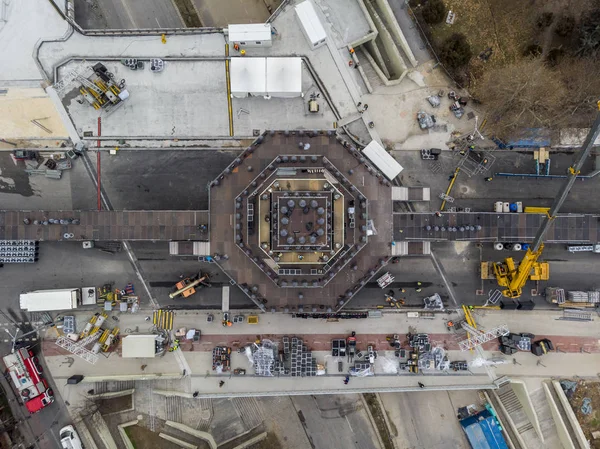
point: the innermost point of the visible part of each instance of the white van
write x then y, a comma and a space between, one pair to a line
69, 438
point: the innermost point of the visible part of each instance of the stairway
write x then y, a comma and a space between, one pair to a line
112, 386
204, 424
250, 411
174, 408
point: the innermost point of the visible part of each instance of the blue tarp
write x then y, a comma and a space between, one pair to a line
483, 431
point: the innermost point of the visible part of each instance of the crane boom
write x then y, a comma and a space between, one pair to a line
513, 278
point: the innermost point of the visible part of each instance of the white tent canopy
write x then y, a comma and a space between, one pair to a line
284, 77
277, 77
382, 160
248, 76
138, 346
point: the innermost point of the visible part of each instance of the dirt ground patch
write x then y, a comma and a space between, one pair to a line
508, 27
142, 438
504, 26
115, 405
585, 401
377, 412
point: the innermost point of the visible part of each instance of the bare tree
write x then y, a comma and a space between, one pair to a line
526, 94
582, 83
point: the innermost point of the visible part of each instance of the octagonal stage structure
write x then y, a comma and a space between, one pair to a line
301, 221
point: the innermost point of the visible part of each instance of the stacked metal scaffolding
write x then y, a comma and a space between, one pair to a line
263, 356
18, 251
78, 348
302, 362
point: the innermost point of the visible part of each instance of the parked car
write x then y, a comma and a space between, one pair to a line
25, 155
542, 347
425, 120
69, 439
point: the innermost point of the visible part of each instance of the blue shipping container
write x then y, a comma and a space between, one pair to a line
483, 431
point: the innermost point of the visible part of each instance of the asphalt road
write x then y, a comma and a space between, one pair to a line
162, 272
476, 193
332, 422
427, 420
126, 14
460, 262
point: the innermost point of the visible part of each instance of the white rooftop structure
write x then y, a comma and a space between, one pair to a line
277, 77
250, 34
22, 24
284, 77
138, 346
248, 76
382, 160
310, 24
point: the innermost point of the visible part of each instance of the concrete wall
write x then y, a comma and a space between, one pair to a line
570, 415
395, 64
522, 394
559, 422
386, 13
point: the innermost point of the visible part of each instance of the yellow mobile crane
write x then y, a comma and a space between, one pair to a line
512, 276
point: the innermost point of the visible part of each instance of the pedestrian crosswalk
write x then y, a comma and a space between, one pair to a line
163, 319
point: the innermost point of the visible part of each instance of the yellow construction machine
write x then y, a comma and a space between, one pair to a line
513, 276
187, 286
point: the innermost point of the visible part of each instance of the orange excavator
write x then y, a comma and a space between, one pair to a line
186, 287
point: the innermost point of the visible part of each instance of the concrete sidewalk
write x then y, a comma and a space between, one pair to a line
581, 353
542, 322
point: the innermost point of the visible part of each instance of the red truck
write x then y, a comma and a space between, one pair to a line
26, 373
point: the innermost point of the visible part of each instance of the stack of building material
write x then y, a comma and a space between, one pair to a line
302, 362
18, 251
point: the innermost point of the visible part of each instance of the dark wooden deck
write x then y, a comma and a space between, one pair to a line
104, 225
244, 270
496, 227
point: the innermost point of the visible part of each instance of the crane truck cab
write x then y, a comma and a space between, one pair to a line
69, 439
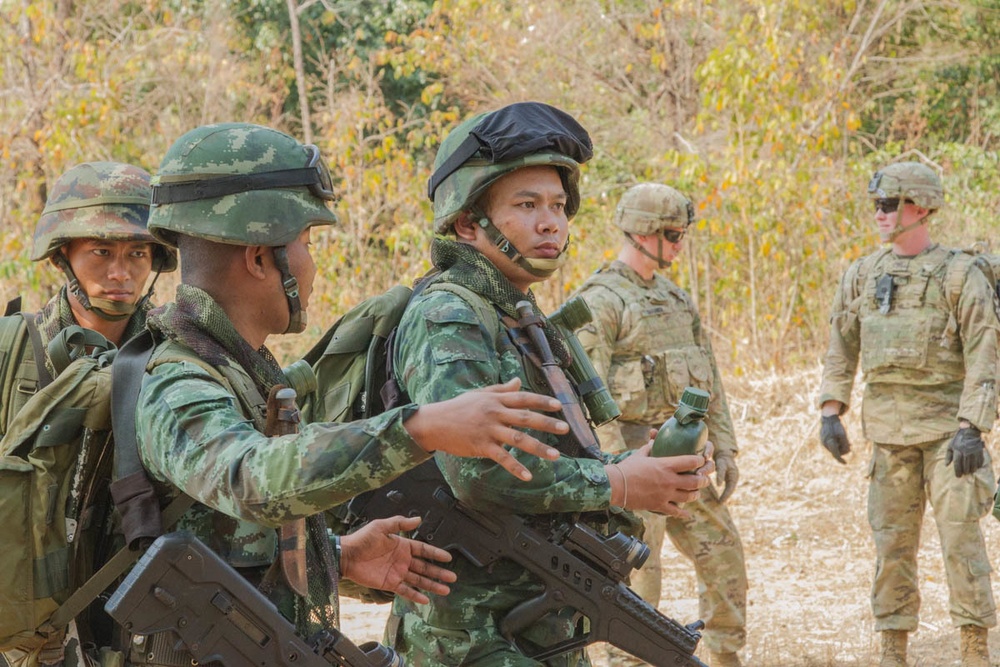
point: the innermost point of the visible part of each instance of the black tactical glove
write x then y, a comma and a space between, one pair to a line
834, 437
726, 473
967, 451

= What is needed =
Every line of the material above should be repeated exactly, except for the pictures.

= Output of the exercise =
point: the innermost point of the visible part of each instance of the white van
write x then y, a comma and a space between, one pair to a line
69, 438
point: the innermost point of the visible part of each instance of the stairway
write x then y, a comma and a space between, one pair to a line
112, 386
204, 424
250, 411
174, 408
point: the innermost point of the visible part of each instance of the blue tarp
write x then y, a comma and a space between, one pair to a line
483, 431
point: the innermost point of the visible part of each instance of the crane boom
write x then y, a comma and a space between, one pair to a line
513, 278
point: the innermost point of the visible part of each instance of the white tent canopy
write x then y, a comma and a space between, one pair to a line
284, 77
277, 77
382, 160
248, 76
138, 346
point: the innermost point of the visible part of each instance of the dirt ground patch
write x then y, a comma and a space between, one pair to a line
508, 27
142, 438
504, 26
115, 405
585, 401
377, 412
point: the innermost point of the visible part of each instance of the bare tree
write x then y, a comma and a space between, one pair to a line
526, 94
582, 83
point: the innermost point of the visible part of each instance of the octagonal stage structure
write x then y, a comma and a space between, one pair to a line
301, 221
point: the innermost point of the visible part of each instance of the stacked metal scaffolding
write x then y, a comma and a space between, one pair to a line
263, 356
18, 251
78, 348
302, 362
point: the innermost point of the visible part of each instance of the parked car
write x then y, a comma and a space between, one pair to a line
25, 155
542, 347
425, 120
69, 439
point: the innermost point of the visible part of each instance of the blue shipping container
write x then y, a comma and a space between, one pair to a line
483, 431
point: the innermost point of the visible part of each instance of the asphalt road
write x then y, a comma and a space between, one pair to a line
162, 272
476, 193
332, 422
427, 420
126, 14
460, 262
point: the innermost point of the visible part of each instance of the white rooftop structure
write x then y, a comma and a space between, one pair to a line
277, 77
250, 34
22, 24
284, 77
138, 346
248, 76
382, 160
310, 24
point: the innermost point of the visible part of each instance of the concrete wall
write x then y, a comma and a space between, one pair to a line
570, 415
395, 64
522, 394
559, 422
386, 13
point: the innermost point of the visible part of each instance of the yellow mobile crane
write x then y, a comma and a space between, one pair to a line
512, 276
point: the innermost point of the visible part of each instance of the pedestrian crosswalk
write x then y, a comma and a space between, one pair to a line
163, 319
point: the innermost point of the visible part of each instance of the yellow construction machine
write x then y, a comma and a space between, one pair to a line
513, 276
187, 286
point: the innermost point of the visible part of each instance of the orange excavator
write x then y, a comma and a space between, one pair to a line
186, 287
point: the innermost point of the visible part of each instance of the concrete sidewalk
write x then y, a comma and a space between, one pair to a line
581, 353
542, 322
point: the innermost point of the visible part of each instance of the red truck
write x then y, a comma and a space between, one pair to a line
26, 373
point: the innermost point of the visible part of each instance of the stack of building material
write x then y, a comma and a space between, one pair to a line
302, 362
18, 251
point: the innermost point of the visible part of each instance of the dark wooden deck
write x then y, a comma and a space between, one pair to a line
104, 225
244, 270
496, 227
point: the innermost point of the visible part of each instance of the crane truck cab
write x then y, a comma and a space between, one pair to a line
69, 439
point: the innermost point of the visible part of each instance of the black tactical glove
write x then y, a comma and a space between, one pair to a line
834, 437
726, 473
967, 451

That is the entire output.